__TEXTO FORNECIDO__
________________________________________

O modo como o Estado funciona determina a qualidade de vida de milhões de brasileiros — nas salas de aula, nos hospitais, nas ruas. É esse funcionamento que a reforma administrativa pretende repensar. Em tramitação no Congresso Nacional, a Proposta de Emenda à Constituição (PEC) no 32 visa modernizar o serviço público, mas também gera dúvidas sobre seus impactos na gestão e no funcionamento do Estado brasileiro.
Elaborada por um Grupo de Trabalho (GT) da Câmara dos Deputados, a nova proposta busca tornar o Estado mais eficiente, dinâmico e orientado por resultados. Suas diretrizes alcançam não apenas a administração federal, mas também os serviços públicos estaduais e municipais.
A reforma propõe mudanças estruturais em quatro eixos principais: eficiência na administração pública, com metas e foco em resultados; direito à inclusão digital, por meio da ampliação do governo eletrônico; profissionalização e reestruturação das carreiras do Poder Executivo; e eliminação de privilégios, como a aposentadoria compulsória de juízes, promotores e procuradores. O objetivo central é reduzir desperdícios, fortalecer a cultura de desempenho e promover um Estado mais ágil e responsivo.
Segundo os autores da PEC, a proposta busca enfrentar entraves históricos, como baixa maturidade da governança, estruturas administrativas fragmentadas, deficiências tecnológicas e a ausência de mecanismos eficazes de gestão por desempenho.
Monitoramento
Um dos pilares da proposta é a implantação de uma gestão estratégica, orientada por resultados, com metas de desempenho para órgãos e servidores. O texto prevê instrumentos de avaliação periódica de políticas públicas, permitindo ao governo medir o impacto das ações e ajustar programas, conforme evidências e indicadores.
Para o professor Carlos Pessoa Aquino, do Departamento de Direito Público da Universidade Federal da Paraíba (UFPB), a proposta representa um passo importante rumo à modernização do Estado brasileiro, mas ainda enfrenta lacunas estruturais significativas. “É fundamental que a reforma seja acompanhada de medidas que garantam a eficiência, a transparência e a participação cidadã. Além disso, é necessário abordar questões como a meritocracia, a capacitação dos servidores e a gestão de recursos humanos, para que a reforma seja efetiva e atenda às necessidades da sociedade”, destaca.

________________________________________

__TAREFA ESCRITA A__
Responda, com base no texto sobre a reforma administrativa:
(i) Quem elaborou a nova proposta?
(ii) Em quantos eixos principais a reforma propõe mudanças estruturais?
(iii) A que departamento e universidade está vinculado o professor Carlos Pessoa Aquino?
Os registros não guardam nenhuma relação com o texto sobre a reforma administrativa.

[Dados de anotação da localização de objetos]
________________________________________

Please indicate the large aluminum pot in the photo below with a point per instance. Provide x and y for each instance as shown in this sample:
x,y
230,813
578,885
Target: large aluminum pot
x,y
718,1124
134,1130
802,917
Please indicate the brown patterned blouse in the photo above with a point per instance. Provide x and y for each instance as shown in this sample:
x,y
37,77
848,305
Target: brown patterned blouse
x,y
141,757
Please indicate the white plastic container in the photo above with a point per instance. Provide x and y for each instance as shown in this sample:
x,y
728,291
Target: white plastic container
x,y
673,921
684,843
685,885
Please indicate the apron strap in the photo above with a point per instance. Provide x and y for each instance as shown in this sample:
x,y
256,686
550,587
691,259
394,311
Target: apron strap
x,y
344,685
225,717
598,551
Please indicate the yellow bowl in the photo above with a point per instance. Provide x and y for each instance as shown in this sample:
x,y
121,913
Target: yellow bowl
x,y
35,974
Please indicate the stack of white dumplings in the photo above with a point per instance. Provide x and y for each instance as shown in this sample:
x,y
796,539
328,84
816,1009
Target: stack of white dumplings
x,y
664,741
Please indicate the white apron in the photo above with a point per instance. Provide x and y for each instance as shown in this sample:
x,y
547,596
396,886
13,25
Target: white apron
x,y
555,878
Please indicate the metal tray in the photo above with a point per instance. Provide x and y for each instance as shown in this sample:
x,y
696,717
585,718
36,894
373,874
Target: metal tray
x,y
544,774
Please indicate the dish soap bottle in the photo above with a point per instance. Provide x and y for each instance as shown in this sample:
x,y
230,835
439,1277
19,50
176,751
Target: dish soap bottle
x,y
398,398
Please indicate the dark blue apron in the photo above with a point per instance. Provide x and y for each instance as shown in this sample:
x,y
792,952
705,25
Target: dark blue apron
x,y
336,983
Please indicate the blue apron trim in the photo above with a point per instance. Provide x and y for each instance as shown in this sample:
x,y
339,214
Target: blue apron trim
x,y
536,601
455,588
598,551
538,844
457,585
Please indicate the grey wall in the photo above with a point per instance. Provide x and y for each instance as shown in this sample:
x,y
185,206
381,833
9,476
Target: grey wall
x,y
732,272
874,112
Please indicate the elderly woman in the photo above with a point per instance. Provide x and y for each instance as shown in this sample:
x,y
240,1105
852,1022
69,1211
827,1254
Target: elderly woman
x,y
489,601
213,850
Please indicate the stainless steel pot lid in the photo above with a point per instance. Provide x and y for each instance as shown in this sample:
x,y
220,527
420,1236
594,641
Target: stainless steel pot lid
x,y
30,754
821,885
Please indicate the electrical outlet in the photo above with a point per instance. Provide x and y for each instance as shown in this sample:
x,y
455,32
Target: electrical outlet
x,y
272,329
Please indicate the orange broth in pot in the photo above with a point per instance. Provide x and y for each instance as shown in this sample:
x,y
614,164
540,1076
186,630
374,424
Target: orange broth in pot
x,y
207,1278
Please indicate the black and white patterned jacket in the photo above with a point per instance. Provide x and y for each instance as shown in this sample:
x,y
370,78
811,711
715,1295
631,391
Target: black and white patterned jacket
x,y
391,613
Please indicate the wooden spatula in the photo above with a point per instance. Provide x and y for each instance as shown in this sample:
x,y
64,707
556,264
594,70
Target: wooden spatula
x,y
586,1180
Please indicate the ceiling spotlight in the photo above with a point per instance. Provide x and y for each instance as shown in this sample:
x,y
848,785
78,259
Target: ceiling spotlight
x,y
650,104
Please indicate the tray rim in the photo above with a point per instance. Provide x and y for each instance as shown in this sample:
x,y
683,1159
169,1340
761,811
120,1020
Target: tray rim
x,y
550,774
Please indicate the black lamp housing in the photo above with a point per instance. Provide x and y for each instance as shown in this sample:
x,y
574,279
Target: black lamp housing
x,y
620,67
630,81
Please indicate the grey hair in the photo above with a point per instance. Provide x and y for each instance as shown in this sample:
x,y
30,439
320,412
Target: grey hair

________________________________________

__TAREFA ESCRITA B__
Reproduza, sem alterações, as linhas dos registros que vão da que contém "Please indicate the tray" até o fim dos registros, incluindo ambas as extremidades.

__RESPOSTA CORRETA A__
(i) Um Grupo de Trabalho (GT) da Câmara dos Deputados.
(ii) Em quatro eixos principais.
(iii) Ao Departamento de Direito Público da Universidade Federal da Paraíba (UFPB).

__RESPOSTA CORRETA B__
Please indicate the tray rim in the photo above with a point per instance. Provide x and y for each instance as shown in this sample:
x,y
683,1159
169,1340
761,811
120,1020
Target: tray rim
x,y
550,774
Please indicate the black lamp housing in the photo above with a point per instance. Provide x and y for each instance as shown in this sample:
x,y
574,279
Target: black lamp housing
x,y
620,67
630,81
Please indicate the grey hair in the photo above with a point per instance. Provide x and y for each instance as shown in this sample:
x,y
30,439
320,412
Target: grey hair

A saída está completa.